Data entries
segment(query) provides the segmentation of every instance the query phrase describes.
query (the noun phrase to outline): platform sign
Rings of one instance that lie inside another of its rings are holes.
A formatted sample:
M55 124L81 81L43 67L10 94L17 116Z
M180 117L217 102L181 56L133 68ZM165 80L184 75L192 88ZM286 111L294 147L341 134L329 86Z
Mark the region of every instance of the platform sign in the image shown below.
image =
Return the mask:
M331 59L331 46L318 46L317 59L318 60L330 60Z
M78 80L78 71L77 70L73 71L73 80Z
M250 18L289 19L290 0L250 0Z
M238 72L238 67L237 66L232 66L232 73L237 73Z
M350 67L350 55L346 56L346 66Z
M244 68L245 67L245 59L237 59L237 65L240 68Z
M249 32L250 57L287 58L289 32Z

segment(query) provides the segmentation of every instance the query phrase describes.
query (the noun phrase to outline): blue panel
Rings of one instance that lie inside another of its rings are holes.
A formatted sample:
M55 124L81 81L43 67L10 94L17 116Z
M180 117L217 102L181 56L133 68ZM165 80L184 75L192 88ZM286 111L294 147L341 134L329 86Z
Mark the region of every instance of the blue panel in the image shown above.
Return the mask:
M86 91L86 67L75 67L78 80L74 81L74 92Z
...
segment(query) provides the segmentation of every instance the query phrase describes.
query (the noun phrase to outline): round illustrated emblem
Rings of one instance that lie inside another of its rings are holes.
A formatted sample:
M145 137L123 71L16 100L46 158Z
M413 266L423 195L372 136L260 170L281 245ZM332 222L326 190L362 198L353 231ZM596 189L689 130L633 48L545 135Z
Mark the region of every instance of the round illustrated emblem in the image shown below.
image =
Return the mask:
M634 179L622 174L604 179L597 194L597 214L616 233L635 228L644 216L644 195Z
...
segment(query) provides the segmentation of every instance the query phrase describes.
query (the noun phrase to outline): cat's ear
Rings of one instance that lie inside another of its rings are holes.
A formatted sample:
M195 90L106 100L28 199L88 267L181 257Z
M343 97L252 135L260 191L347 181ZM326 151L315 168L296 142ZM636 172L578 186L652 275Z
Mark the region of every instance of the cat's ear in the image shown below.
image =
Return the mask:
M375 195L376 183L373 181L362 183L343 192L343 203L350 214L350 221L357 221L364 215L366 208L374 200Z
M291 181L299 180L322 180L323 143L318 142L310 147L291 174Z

**What the task requires**
Gather every line of the entries above that contains the word "noun", matching case.

**Complete output**
query (the noun phrase to outline): platform sign
query (the noun phrase to outline): blue panel
query (the noun phrase to outline): round illustrated emblem
query (the noun phrase to outline): cat's ear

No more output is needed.